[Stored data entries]
= Beginning of Section =
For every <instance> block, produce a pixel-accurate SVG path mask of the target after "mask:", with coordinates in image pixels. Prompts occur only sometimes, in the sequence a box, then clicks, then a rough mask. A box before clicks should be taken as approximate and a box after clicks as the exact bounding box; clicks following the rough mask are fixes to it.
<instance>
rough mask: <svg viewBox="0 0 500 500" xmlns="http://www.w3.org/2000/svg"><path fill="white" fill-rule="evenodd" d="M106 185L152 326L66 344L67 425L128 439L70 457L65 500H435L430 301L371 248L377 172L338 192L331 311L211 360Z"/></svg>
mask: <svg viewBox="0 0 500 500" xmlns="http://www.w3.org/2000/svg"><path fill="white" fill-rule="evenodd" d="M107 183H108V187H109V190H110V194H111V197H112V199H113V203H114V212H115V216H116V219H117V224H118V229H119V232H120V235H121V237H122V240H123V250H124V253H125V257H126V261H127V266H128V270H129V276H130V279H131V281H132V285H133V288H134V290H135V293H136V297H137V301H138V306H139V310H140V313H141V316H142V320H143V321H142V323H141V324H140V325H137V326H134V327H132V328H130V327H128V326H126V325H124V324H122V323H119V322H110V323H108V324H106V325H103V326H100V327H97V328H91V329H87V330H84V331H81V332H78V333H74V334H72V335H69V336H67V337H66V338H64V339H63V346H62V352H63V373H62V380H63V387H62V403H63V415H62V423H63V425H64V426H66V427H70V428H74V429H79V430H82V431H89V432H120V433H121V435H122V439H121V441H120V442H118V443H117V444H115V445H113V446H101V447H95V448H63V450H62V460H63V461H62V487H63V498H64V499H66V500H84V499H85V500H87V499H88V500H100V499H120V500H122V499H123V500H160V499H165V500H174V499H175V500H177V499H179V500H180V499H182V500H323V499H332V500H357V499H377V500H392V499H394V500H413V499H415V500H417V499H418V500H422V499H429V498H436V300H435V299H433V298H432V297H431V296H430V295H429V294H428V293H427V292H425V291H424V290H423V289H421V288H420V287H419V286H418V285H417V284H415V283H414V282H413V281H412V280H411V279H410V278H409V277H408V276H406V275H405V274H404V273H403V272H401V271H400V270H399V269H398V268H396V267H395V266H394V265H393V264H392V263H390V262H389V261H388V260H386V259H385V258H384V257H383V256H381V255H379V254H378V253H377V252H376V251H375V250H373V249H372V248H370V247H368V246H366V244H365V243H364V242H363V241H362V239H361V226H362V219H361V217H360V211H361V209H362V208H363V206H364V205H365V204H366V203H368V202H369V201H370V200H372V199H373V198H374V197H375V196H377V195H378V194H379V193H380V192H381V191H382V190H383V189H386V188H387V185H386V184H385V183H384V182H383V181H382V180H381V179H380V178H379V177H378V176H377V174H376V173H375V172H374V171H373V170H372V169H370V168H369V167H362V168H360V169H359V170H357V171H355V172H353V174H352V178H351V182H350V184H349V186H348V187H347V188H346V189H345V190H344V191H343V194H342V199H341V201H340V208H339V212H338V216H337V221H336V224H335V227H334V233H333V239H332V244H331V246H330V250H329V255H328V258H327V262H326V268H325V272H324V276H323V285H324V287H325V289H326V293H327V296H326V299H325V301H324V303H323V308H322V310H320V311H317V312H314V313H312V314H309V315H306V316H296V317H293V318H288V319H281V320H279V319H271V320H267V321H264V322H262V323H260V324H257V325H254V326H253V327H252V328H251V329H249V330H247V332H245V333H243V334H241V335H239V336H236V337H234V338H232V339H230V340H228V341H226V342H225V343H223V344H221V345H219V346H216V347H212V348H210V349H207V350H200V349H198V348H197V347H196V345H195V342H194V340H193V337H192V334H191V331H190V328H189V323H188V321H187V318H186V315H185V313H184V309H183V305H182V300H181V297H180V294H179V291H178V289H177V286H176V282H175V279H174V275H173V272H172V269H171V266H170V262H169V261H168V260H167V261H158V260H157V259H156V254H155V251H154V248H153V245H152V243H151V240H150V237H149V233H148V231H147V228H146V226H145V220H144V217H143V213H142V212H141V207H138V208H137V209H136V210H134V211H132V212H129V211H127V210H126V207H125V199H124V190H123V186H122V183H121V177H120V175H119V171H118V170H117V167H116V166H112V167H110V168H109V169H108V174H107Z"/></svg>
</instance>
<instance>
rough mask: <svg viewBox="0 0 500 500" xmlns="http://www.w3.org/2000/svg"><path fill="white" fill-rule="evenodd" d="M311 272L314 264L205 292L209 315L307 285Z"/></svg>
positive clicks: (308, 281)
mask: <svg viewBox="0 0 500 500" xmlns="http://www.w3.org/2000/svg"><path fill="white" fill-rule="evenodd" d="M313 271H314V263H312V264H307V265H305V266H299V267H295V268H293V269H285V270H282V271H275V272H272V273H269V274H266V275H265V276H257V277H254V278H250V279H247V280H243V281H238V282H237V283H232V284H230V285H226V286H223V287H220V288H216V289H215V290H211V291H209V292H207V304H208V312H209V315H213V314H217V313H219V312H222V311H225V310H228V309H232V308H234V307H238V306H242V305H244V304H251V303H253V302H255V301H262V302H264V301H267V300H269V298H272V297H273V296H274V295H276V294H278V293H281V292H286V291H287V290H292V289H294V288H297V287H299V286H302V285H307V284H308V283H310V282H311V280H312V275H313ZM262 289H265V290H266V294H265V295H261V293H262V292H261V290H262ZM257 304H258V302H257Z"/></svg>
= End of Section =
◆ **Try it**:
Rewrite the portion of the records that runs from the start through the line containing "185L152 326L66 344L67", both ends included, as a Markdown table with the columns Row and Line. Give each nonblank line with its row number, and omit blank lines.

◆ **Result**:
| Row | Line |
|---|---|
| 1 | For every <instance> block, produce a pixel-accurate SVG path mask of the target after "mask:", with coordinates in image pixels. Prompts occur only sometimes, in the sequence a box, then clicks, then a rough mask. A box before clicks should be taken as approximate and a box after clicks as the exact bounding box; clicks following the rough mask are fixes to it. |
| 2 | <instance> |
| 3 | rough mask: <svg viewBox="0 0 500 500" xmlns="http://www.w3.org/2000/svg"><path fill="white" fill-rule="evenodd" d="M106 185L152 326L66 344L67 425L128 439L70 457L65 500H435L430 301L371 248L377 172L338 192L331 311L211 360Z"/></svg> |